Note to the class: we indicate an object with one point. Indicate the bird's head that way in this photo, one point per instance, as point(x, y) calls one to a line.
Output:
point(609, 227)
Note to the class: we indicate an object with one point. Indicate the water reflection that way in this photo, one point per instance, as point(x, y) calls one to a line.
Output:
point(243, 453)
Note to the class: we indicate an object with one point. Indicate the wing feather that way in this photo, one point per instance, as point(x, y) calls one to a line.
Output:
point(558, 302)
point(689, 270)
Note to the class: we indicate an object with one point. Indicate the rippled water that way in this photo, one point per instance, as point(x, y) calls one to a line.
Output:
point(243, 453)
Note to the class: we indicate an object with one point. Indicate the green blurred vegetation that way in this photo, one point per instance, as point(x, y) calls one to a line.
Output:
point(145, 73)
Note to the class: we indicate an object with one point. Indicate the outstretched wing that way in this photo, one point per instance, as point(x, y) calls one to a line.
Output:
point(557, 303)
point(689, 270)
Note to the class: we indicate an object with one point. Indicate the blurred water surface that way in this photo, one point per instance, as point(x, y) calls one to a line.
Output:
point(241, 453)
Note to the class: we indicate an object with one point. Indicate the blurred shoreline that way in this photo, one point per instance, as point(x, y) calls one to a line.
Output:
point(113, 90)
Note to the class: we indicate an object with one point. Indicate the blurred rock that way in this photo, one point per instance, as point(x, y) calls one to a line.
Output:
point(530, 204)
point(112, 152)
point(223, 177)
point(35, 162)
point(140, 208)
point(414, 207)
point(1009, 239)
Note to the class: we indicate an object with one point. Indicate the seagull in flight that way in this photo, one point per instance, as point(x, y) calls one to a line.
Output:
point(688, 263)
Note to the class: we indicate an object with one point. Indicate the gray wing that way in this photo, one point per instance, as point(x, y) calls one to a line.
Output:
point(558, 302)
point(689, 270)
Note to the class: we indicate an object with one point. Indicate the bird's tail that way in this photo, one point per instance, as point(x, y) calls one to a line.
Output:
━━━━━━━━━━━━━━━━━━━━━━━━━━━━━━
Stated task:
Could you rewrite all of the data above as a JSON list of strings, one string per line, with blank lines left out?

Written solution:
[
  "Note to the class: we indicate an object with one point. Indicate the bird's head that way in this photo, one point per instance, as point(x, y) calls one to a line.",
  "Output:",
  "point(609, 227)",
  "Note to the class: we indicate an object with one point. Indicate the water reflection that way in this photo, one point per instance, as point(x, y) calls one to a line.",
  "Output:",
  "point(243, 453)",
  "Note to the class: we indicate an object with one point. Indicate the wing feather that way in this photo, one point per instance, as point(x, y) calls one to a line.",
  "Output:",
  "point(558, 302)",
  "point(689, 270)",
  "Note to the class: we indicate an object with one point. Indicate the rippled water that way in this photo, one point per instance, as point(x, y) calls one to a line.",
  "Output:",
  "point(243, 453)",
  "Note to the class: we indicate an object with one point. Indicate the green blurred vegetation that way in this photo, one point per instance, as point(x, y) calls one to a line.",
  "Output:",
  "point(145, 73)",
  "Note to the class: we indicate an object with one point. Indicate the outstretched wing that way in this photo, one point per instance, as point(x, y) calls one to a line.",
  "Output:",
  "point(557, 303)",
  "point(689, 270)",
  "Note to the class: we indicate an object with one point. Indicate the blurred water surface that way in this photo, one point per instance, as point(x, y) calls one to a line.",
  "Output:",
  "point(241, 453)",
  "Note to the class: we indicate an object with one point. Indicate the blurred shoreline that way in this photo, one point per instance, as point(x, y) calls one to a line.",
  "Output:",
  "point(113, 90)",
  "Note to the class: we indicate an object with one point. Indicate the blurred rock that way in this photo, one point per instance, as point(x, y) calls one to a line.",
  "Output:",
  "point(530, 204)",
  "point(112, 152)",
  "point(223, 177)",
  "point(35, 162)",
  "point(140, 208)",
  "point(414, 207)",
  "point(1009, 239)",
  "Note to the class: we indicate an object with one point. Indicate the seagull in flight that way in this photo, one point per instance, as point(x, y) calls one to a line.",
  "Output:",
  "point(688, 263)",
  "Note to the class: we indicate an object with one point. Indicate the gray wing that way in this photo, one point per instance, as point(x, y) calls one to a line.",
  "Output:",
  "point(558, 302)",
  "point(689, 270)",
  "Note to the class: we indicate an object with one point. Indicate the bird's tail that way in this photo, one point per instance, as point(x, y) calls one to a line.",
  "Output:"
]